▶ [Directions for this task] Begin with the line that contains "the shingled roof" and transcribe each line after it, up to and including the last line of the listing below.

▶ [Records]
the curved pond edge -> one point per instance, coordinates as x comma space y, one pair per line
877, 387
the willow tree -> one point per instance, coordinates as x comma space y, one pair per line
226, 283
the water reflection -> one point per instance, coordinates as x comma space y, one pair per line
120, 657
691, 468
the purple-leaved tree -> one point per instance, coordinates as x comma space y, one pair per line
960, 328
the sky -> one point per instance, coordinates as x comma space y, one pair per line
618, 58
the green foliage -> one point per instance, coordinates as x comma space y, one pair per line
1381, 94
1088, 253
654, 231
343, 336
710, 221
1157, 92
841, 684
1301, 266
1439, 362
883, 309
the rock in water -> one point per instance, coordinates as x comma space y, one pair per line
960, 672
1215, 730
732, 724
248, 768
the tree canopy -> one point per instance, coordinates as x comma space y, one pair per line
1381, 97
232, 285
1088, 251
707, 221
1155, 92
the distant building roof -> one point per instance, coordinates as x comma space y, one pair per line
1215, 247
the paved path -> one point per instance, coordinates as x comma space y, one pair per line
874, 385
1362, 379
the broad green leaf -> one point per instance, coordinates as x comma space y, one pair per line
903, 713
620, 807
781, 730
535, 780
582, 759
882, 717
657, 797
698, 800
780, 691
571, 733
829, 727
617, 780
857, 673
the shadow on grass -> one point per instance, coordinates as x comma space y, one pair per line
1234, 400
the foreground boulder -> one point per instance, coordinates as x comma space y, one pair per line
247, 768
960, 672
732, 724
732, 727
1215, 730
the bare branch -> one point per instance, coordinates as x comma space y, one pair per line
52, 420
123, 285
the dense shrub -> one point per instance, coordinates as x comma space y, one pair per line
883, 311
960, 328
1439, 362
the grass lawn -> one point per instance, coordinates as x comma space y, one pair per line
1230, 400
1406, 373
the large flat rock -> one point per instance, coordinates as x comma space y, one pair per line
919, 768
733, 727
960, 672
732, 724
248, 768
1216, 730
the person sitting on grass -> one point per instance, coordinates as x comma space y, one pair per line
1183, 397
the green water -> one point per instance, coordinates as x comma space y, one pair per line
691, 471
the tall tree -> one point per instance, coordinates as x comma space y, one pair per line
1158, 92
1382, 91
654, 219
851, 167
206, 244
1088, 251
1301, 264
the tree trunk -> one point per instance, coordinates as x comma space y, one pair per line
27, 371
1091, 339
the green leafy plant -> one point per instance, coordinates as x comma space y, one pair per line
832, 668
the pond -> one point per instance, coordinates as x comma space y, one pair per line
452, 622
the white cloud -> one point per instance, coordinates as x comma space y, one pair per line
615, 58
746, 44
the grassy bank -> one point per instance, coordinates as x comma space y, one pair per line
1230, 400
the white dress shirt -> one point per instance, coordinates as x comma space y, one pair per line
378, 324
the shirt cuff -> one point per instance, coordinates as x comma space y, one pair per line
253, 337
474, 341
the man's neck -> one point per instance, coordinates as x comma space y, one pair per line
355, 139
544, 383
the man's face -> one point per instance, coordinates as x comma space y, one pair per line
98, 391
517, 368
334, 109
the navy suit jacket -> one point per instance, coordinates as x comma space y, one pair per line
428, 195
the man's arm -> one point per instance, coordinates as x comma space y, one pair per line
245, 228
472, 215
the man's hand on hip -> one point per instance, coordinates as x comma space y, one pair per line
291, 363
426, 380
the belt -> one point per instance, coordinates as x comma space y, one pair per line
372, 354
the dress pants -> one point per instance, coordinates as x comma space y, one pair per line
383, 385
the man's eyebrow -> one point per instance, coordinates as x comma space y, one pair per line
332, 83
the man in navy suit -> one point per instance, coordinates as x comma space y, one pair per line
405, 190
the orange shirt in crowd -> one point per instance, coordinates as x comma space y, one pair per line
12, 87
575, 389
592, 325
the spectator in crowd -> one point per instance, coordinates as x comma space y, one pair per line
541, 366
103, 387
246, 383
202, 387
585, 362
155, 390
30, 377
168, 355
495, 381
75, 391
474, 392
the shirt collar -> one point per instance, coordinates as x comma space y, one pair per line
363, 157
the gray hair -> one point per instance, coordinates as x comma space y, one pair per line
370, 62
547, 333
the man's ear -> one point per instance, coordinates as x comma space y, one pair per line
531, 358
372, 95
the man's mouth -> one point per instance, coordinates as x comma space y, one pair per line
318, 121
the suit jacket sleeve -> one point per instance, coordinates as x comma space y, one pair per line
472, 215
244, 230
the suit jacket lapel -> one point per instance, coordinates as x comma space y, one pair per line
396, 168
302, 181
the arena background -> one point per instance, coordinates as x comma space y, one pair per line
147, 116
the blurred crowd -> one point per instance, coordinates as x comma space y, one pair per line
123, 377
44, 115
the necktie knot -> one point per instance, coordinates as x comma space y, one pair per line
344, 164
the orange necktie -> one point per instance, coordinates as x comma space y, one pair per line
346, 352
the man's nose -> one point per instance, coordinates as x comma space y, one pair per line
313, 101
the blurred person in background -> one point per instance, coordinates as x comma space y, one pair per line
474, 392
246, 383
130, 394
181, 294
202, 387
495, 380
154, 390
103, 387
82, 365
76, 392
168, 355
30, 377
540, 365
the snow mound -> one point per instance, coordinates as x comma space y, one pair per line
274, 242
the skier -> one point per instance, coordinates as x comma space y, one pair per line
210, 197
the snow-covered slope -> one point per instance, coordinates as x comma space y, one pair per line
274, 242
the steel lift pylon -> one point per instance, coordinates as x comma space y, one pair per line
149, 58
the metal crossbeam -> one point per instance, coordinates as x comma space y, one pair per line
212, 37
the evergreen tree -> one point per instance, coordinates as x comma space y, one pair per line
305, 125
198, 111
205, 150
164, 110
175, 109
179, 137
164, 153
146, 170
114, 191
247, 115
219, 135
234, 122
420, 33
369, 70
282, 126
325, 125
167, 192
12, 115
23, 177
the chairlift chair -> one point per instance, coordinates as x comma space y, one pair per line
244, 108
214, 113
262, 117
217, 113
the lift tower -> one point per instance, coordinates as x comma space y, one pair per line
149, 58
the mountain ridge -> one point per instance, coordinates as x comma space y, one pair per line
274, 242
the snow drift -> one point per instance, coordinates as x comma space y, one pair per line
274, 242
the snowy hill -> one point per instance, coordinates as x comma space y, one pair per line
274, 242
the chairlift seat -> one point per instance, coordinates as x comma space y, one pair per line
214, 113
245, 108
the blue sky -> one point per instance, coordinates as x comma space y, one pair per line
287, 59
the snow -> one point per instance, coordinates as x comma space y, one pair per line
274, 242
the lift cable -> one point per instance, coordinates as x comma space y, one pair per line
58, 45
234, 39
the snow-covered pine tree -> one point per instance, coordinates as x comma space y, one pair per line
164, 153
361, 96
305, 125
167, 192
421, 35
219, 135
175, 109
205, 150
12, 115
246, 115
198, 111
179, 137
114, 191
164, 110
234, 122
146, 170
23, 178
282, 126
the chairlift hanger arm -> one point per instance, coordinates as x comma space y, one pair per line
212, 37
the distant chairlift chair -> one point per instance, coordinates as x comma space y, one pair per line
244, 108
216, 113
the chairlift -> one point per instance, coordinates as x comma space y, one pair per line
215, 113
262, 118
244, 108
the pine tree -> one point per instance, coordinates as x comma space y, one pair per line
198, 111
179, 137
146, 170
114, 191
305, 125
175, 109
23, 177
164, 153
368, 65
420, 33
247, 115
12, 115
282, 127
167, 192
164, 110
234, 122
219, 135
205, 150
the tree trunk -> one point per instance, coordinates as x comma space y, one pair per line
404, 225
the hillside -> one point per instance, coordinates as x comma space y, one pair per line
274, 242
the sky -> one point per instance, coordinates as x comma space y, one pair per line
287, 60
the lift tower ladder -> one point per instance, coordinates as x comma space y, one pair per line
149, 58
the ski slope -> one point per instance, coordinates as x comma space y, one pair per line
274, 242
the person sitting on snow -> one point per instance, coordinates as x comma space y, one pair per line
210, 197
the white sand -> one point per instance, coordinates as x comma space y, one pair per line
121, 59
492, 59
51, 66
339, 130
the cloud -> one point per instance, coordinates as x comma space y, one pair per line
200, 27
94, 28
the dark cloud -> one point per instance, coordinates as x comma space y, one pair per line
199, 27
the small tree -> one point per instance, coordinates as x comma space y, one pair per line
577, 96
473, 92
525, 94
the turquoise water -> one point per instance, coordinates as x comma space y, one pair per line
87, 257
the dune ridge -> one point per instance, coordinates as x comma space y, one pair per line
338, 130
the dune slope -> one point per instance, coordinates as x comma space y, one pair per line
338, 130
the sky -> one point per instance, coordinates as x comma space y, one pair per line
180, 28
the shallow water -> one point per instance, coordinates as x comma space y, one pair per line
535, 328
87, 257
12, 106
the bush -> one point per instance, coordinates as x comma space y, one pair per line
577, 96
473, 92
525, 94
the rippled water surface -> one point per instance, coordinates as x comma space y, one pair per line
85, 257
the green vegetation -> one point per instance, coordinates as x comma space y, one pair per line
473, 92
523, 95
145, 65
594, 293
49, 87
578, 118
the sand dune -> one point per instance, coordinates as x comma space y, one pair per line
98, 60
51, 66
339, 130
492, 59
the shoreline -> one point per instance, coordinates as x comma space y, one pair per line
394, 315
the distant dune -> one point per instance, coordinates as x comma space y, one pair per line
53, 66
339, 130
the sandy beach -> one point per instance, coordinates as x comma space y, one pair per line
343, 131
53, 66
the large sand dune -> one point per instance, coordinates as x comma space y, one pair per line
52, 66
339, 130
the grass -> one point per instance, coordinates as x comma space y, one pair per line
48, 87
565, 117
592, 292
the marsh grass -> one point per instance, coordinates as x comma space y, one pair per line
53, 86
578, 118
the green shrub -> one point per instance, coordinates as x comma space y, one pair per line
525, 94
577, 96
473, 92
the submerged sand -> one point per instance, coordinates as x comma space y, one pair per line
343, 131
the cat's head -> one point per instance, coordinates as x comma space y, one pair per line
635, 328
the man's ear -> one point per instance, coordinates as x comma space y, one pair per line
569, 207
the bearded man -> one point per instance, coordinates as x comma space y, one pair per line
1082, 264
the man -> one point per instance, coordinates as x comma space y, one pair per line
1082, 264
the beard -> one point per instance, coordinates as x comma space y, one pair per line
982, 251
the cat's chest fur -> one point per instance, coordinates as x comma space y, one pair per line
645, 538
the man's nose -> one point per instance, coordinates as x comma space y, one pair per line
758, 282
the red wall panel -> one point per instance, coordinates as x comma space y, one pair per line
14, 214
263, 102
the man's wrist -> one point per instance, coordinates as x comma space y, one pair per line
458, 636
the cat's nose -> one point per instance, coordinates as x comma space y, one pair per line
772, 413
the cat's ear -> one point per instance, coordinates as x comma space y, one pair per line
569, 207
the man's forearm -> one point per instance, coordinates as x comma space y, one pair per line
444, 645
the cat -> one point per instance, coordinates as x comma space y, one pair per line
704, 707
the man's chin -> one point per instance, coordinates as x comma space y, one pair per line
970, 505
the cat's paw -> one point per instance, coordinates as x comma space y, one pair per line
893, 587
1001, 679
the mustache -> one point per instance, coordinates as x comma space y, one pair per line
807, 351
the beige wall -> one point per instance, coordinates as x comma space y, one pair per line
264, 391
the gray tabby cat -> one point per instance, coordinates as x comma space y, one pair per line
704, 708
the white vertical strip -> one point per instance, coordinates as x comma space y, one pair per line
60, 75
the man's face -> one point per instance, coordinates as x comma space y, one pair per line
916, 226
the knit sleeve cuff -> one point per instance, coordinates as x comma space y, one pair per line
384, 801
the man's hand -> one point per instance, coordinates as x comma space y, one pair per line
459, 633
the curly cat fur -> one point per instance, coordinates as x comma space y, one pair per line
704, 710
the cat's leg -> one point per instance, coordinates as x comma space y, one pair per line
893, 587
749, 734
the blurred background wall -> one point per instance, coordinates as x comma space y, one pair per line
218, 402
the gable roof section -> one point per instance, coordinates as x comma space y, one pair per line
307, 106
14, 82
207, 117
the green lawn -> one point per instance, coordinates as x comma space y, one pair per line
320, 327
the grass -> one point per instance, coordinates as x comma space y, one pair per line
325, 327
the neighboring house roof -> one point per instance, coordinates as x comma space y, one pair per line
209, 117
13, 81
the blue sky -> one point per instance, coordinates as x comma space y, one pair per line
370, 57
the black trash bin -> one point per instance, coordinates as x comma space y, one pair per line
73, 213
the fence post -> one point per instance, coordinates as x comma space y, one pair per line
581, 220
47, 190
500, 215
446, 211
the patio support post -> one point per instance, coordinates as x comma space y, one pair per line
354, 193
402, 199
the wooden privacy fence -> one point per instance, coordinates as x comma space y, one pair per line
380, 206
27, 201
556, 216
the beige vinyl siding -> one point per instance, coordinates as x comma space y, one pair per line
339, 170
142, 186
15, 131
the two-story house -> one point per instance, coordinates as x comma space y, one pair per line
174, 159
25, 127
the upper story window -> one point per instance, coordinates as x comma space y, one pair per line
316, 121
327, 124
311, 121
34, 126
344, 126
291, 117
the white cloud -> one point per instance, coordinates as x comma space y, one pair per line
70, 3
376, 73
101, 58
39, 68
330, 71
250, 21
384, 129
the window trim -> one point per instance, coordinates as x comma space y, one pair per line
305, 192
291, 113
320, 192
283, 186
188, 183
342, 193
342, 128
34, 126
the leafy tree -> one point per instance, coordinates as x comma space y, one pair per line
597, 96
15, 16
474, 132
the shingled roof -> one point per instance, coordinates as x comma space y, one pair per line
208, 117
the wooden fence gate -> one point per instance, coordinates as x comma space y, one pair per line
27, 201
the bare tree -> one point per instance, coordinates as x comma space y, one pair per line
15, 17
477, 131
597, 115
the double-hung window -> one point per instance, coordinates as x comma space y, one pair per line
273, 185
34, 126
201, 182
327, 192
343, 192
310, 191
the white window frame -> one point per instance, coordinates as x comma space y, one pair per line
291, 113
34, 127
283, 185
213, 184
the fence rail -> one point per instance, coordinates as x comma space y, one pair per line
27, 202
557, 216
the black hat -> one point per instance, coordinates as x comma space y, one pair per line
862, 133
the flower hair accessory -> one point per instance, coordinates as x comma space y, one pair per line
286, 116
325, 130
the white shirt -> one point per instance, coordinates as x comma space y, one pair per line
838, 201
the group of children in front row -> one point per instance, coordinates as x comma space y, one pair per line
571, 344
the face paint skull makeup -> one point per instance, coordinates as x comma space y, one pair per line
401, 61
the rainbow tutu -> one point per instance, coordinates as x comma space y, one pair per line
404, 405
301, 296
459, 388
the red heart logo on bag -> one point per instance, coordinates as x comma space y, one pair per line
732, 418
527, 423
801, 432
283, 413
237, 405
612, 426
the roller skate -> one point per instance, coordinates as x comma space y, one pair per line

▶ [Exercise result]
the shingled roof -> one point per instance, coordinates as x comma space y, one pair per line
208, 117
the wooden fence gate -> one point per instance, coordinates as x comma space y, one pair per line
27, 201
the bare tree -> one point per instance, coordinates as x comma space y, one pair per line
15, 17
477, 131
597, 115
the double-hung window -> one point per instance, coordinates as x comma space y, one pair per line
273, 185
34, 126
201, 182
327, 192
343, 192
310, 191
the white window frame -> one point per instance, coordinates as x comma space y, one pair per line
291, 113
34, 127
283, 185
213, 184
the fence rail -> one point per instance, coordinates as x comma space y, one pair per line
27, 202
557, 216
the black hat -> one point per instance, coordinates as x comma space y, one pair per line
862, 133
the flower hair accessory -> one point per instance, coordinates as x comma space y, one pair per line
286, 116
325, 130
the white shirt -> one point per instance, coordinates as x comma space y, one pair per line
838, 201
the group of children in front row -> one point per instance, coordinates as x comma space y, one pair per line
571, 344
the face paint skull makeup -> one point per instance, coordinates as x comma space y, one pair per line
401, 61
the rainbow tutu -> one point per instance, coordinates as x comma space y, one pair per line
404, 405
301, 296
459, 388
the red heart logo on bag -> one point per instance, coordinates as x comma space y, one pair per line
732, 418
527, 423
801, 432
283, 413
237, 405
612, 426
the roller skate -> one point per instance, coordinates as x comma space y, one pair per line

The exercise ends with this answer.